**PROVIDED TEXT**
They are particularly excited about the project because it’s unique. Many artist residencies, Ranville said, don’t offer this level of seclusion and cohabitation with nature.

“It’s a residency that’s been unheard of,” he said. “You’re basically setting up a space which will be really challenging and can be really important for the future. There’s an increasing movement of people concerned about being an artist and trying to do that in a sustainable way. It’s hard to find a residency that can kind of present that in such a tangible way.”

Supporters can name boat, visit island

The two have established a website on kickstarter.com to raise funds for the project, with a goal to reach $12,500 by July 15. The site offers incentives for contributions, which include:

 

  • $10 or more a special thanks on the website and a thank-you phone call directly from the island
  • $25 or more an organic cotton tote-bag with a Rabbit Island screenprint OR a hand-screened Rabbit Island organic cotton t-shirt
  • $40 or more a Northern Michigan-inspired mixtape created by Gorski and Ranville
  • $75 or more two limited-edition 8×10 photographic prints, one made by Gorski, the other by Ranville
  • $100 or more the opportunity to adopt a white pine on the island, including a placard with the backer’s name
  • $150 or more a hand-crafted reclaimed wood box made by Ranville containing a rock selected from the island
  • $200 or more dinner out with Gorski or Andrew good only for their respective locations of New York City or London
  • $300 or more a hand-carved and polished walking stick made from Rabbit Island wood
  • $500 or more the opportunity to name the boat that will offer transportation from the island to the mainland
  • $1,000 or more an original artwork by Ranville, to be completed during his residency
  • $2,500 or more an all-expenses paid trip to the island with the group who goes to build the residency during the summer
  • $5,000 or more a fifty-fifty split donation to the Rabbit Island Residency and the Keweenaw Land Trust

 

“If you don’t make the goal, it’s all or nothing,” Ranville said. “If we don’t make goal, nobody’s pledges go through. No one gets charged.”

**EXCERPTED DATA**

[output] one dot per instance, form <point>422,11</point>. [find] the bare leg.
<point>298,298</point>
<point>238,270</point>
--
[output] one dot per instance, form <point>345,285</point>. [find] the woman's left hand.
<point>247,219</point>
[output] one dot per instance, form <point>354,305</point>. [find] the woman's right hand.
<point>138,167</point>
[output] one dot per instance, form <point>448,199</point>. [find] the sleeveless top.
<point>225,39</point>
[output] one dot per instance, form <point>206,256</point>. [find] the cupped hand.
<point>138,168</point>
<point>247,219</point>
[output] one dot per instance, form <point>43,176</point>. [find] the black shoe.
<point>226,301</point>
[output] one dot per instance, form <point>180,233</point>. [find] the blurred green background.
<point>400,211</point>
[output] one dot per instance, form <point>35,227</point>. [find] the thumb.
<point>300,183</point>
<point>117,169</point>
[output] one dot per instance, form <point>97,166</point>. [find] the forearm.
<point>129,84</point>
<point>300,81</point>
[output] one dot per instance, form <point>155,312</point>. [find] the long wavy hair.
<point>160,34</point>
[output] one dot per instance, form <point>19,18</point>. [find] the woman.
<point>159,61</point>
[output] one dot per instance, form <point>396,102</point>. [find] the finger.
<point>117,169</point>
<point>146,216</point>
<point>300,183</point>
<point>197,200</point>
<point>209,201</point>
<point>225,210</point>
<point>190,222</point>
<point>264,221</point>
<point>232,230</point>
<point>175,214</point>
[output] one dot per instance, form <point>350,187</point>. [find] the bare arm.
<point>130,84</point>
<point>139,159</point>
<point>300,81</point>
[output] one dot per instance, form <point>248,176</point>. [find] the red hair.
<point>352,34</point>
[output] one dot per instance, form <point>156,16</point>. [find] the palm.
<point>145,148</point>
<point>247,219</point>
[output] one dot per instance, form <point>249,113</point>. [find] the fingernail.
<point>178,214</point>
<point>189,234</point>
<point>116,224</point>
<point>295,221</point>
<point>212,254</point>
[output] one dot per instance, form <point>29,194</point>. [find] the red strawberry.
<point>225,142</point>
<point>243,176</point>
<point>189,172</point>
--
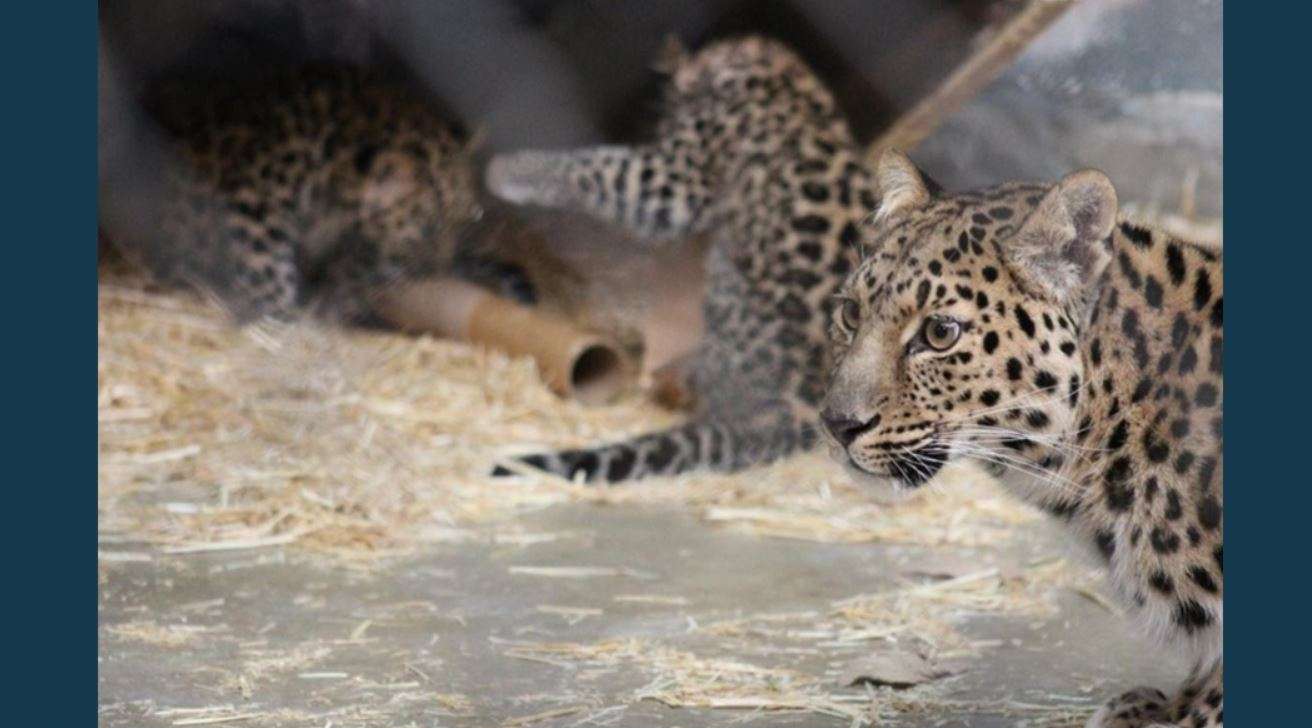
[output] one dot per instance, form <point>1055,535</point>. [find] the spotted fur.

**TO DO**
From the text about the Rabbit Island residency, list every incentive offered for contributions of $300 or more. The records have no connection to the text about the Rabbit Island residency.

**TASK SOLUTION**
- $300 or more: a hand-carved and polished walking stick made from Rabbit Island wood
- $500 or more: the opportunity to name the boat that will offer transportation from the island to the mainland
- $1,000 or more: an original artwork by Ranville, to be completed during his residency
- $2,500 or more: an all-expenses paid trip to the island with the group who goes to build the residency during the summer
- $5,000 or more: a fifty-fifty split donation to the Rabbit Island Residency and the Keweenaw Land Trust